* [Exercise requirements]:
1: In the TV audio post, what make and model of TV is involved?
2: Reproduce the passage of the TV audio post between "Problem number 1: when" and "a remote, but why?", inclusive.
(Beginning of Source text)
This is a really simple one-day hack. (I need more of those in my life.)

Starting at the end, here's the comparison of the audio before and after. The internal speakers are, of course, terrible tinny speakers. The external speakers are reasonable (nothing special; a couple GoldStar specials I picked up nearly 30 years ago).

But why, you might ask?

I can't believe it's possible to buy a TV without some an analog audio out in this day and age, but it absolutely is. This TV had a S/PIDF out (a digital, optical audio interconnect standard). Which is fine, or so I thought. I'd just buy a cheap S/PIDF converter (which converts the audio back from WAV format to analog), plug it in to the TV, and continue using my external amp and speakers.

Unfortunately, it's not that simple. This TV (a Samsung UN32J5003EFXZA 32" LED TV) has two critical problems.

Problem number 1: when you connect the S/PIDF interface, the TV's remote no longer controls the volume. I could get a more pricey S/PIDF converter that also has a remote, but why?

I lived with it this way for almost two years. (Side note: I didn't know that was possible. I usually open up electronics the weekend they arrive in my house.) No remote volume; we stood up, adjusted the amp. Annoying but not terrible. (It did nag on my conscience a little that we were powering this amp 24/7, even when the TV was off.)

Problem number 2 surfaced when I started trying to use the HDMI output of a Raspberry PI media station. There's something weird about how the TV and HDMI audio interact. Half the time, the audio started coming out of the tinny, crappy speakers in the TV! With a lot of mucking around in the menus in the TV, I managed to make it play through the external audio most of the time. With no audio volume control, and wildly varying audio levels coming out of the PI. And occasional no-audio-at-all, which was solved by rebooting ... the TV.
(End of Source text)
(Beginning of Dataset records)
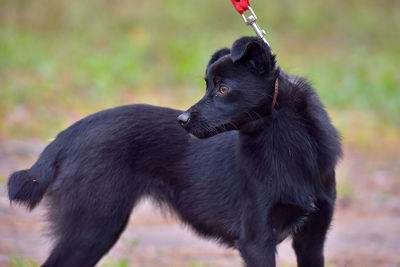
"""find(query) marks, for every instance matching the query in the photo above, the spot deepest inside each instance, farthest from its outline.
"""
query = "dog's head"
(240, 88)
(End of Dataset records)
(Beginning of Dataset records)
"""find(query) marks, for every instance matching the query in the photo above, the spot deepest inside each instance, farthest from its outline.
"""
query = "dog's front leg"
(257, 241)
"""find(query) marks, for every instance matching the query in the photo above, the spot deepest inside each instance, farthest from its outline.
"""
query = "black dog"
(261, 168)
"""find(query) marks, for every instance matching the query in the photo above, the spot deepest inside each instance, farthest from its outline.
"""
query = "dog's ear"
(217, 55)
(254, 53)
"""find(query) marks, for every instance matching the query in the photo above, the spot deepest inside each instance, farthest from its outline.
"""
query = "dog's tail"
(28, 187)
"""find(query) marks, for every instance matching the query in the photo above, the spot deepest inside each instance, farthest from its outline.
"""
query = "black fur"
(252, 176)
(End of Dataset records)
* [Exercise responses]:
1: A Samsung UN32J5003EFXZA 32" LED TV.

2:
Problem number 1: when you connect the S/PIDF interface, the TV's remote no longer controls the volume. I could get a more pricey S/PIDF converter that also has a remote, but why?